-- Quoted passage follows --

For underwater breathing a diver has a cylinder of compressed air on his back. He usually swims at a depth up to 30 meters. At 20 m the air he inhales has a pressure which is higher than the air pressure in the tires of a car. Besides the oxygen needed for breathing this air contains a huge quantity of nitrogen. This nitrogen gas of the compressed air dissolves in the blood liquid of the diver . When he/she returns to the surface too quickly nitrogen in the blood will behave like the gas in an Cola can when it is opened: Gas bubbles are formed inside the diver´s blood vessels. He is seriously ill and in need of a hyperbaric chamber.
Since more than one decade
Sharm El Sheikh has a Hyperbaric
Medical Center Sharm El-Sheikh.

-- Quoted passage concluded --
-- Records follows --

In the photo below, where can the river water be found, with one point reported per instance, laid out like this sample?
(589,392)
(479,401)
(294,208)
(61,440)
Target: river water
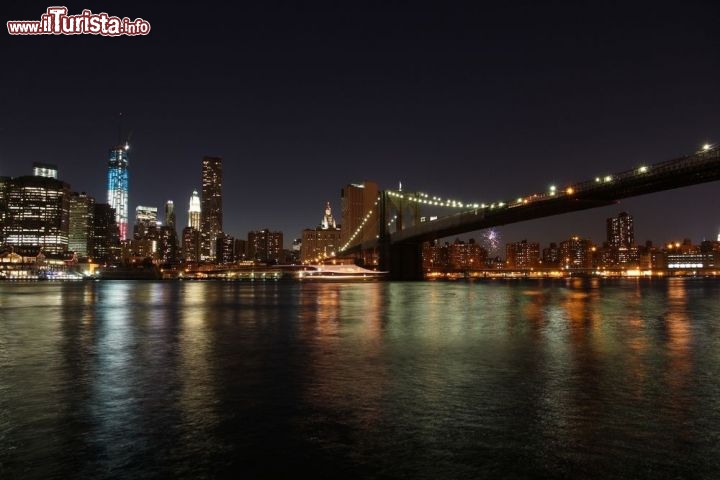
(577,378)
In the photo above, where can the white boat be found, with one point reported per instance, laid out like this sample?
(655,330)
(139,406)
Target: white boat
(338,273)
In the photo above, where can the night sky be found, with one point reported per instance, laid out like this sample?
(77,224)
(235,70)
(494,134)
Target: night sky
(474,101)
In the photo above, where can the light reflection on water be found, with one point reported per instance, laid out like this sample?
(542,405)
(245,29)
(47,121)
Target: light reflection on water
(574,378)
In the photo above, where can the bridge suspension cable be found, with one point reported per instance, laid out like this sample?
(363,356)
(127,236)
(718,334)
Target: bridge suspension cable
(360,227)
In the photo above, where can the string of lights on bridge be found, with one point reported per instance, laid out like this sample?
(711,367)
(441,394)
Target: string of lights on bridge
(553,191)
(361,226)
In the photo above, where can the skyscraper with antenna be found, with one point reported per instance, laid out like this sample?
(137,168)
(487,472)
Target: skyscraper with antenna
(118,182)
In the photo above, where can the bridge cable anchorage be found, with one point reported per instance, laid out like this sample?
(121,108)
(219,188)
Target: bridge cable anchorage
(360,227)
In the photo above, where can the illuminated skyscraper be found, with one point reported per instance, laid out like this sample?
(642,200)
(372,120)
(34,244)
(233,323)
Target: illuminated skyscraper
(82,209)
(194,211)
(38,214)
(118,186)
(170,214)
(211,215)
(620,231)
(145,222)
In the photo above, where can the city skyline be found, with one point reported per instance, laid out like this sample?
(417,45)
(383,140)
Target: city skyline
(470,102)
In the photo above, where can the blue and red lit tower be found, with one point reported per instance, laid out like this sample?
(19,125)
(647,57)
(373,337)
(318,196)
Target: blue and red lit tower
(118,186)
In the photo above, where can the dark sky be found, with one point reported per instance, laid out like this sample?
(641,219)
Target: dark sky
(471,100)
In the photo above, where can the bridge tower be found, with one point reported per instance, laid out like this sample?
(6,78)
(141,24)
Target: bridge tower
(402,260)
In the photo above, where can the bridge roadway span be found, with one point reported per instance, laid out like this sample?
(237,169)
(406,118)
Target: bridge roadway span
(700,167)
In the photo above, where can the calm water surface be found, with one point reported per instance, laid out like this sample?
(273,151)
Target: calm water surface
(555,379)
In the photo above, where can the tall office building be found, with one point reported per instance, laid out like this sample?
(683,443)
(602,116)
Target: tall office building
(145,222)
(4,185)
(191,245)
(44,170)
(194,211)
(37,214)
(321,242)
(211,206)
(82,210)
(576,253)
(522,255)
(105,237)
(265,246)
(118,186)
(620,231)
(170,214)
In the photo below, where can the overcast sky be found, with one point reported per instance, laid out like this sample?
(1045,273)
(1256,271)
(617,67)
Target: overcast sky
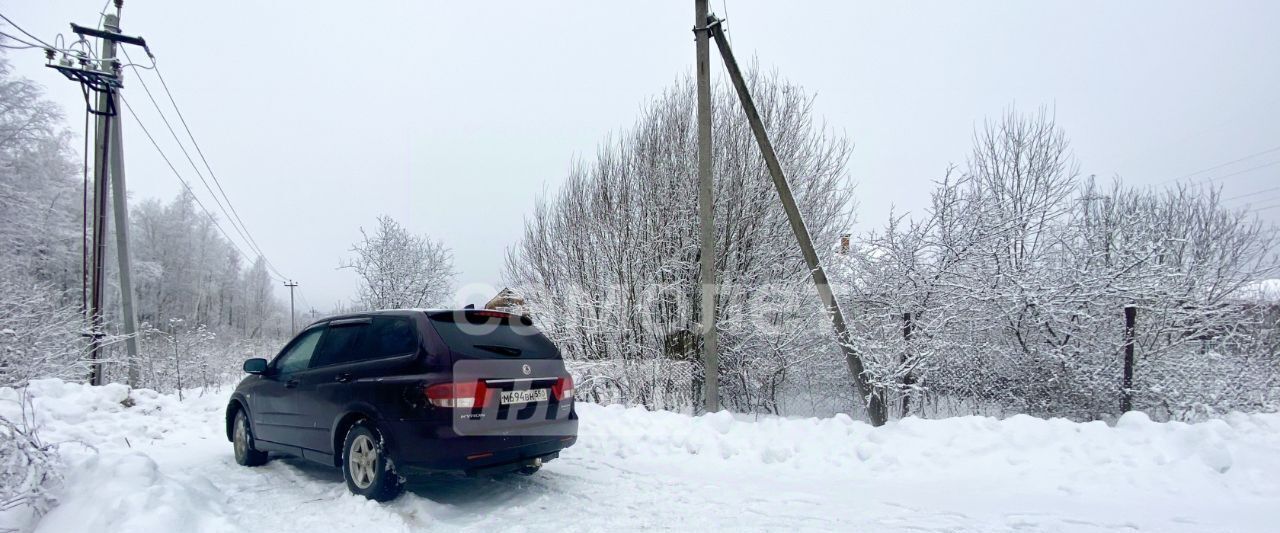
(453,117)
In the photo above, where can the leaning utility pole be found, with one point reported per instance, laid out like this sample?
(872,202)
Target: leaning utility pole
(101,78)
(705,212)
(293,324)
(876,409)
(120,208)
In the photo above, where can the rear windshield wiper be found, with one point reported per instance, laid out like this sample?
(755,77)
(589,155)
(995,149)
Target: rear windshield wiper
(503,350)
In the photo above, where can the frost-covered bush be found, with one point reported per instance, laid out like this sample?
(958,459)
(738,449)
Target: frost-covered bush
(608,265)
(1010,292)
(28,473)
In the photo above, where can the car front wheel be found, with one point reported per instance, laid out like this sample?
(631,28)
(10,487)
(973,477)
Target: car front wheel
(366,467)
(242,440)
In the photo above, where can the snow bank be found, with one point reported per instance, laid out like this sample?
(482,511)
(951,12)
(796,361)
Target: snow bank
(127,492)
(1217,450)
(145,461)
(108,486)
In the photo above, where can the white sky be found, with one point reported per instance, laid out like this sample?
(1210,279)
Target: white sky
(452,117)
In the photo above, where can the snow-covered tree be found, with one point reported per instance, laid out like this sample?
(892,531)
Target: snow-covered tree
(608,265)
(398,269)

-- Records concluded --

Activity list:
A. Answer these questions about the diving text, one per line:
(i) Up to what depth does a diver usually swim?
(ii) Which gas in the compressed air dissolves in the diver's blood?
(iii) What kind of center does Sharm El Sheikh have?
B. Rewrite the part of the diving text that opens with the words "For underwater breathing" and closes with "a hyperbaric chamber.", putting "tank" in place of "cylinder".
C. Extend the diving text about nitrogen and the hyperbaric center in Sharm El Sheikh, starting after its last sentence.

Exercise responses:
A.
(i) Up to 30 meters.
(ii) Nitrogen.
(iii) A Hyperbaric Medical Center.

B.
For underwater breathing a diver has a tank of compressed air on his back. He usually swims at a depth up to 30 meters. At 20 m the air he inhales has a pressure which is higher than the air pressure in the tires of a car. Besides the oxygen needed for breathing this air contains a huge quantity of nitrogen. This nitrogen gas of the compressed air dissolves in the blood liquid of the diver . When he/she returns to the surface too quickly nitrogen in the blood will behave like the gas in an Cola can when it is opened: Gas bubbles are formed inside the diver´s blood vessels. He is seriously ill and in need of a hyperbaric chamber.

C.
The heart of this "Chamber
of Life" is "a five-meter cylinder surrounded by monitors, valves, gauges
and pipes, it resembles a small submarine. Equipped with such a high-tech
facility, Egypt now enjoys the title of Midle East representative of the
Divers Alert Network (DAN), an emergency network of hyperbaric chambers
and diving physicians." (Sinai To-Day 1998)
The chamber contains two
beds (one for the diver to be treated, another one for a second diver or
for the physician). During treatment the patient is once mor supplied with
compressed air to make the bubbles in his blood dissolve again. After some
hours the pressure is reduced to normal air pressure very slowly.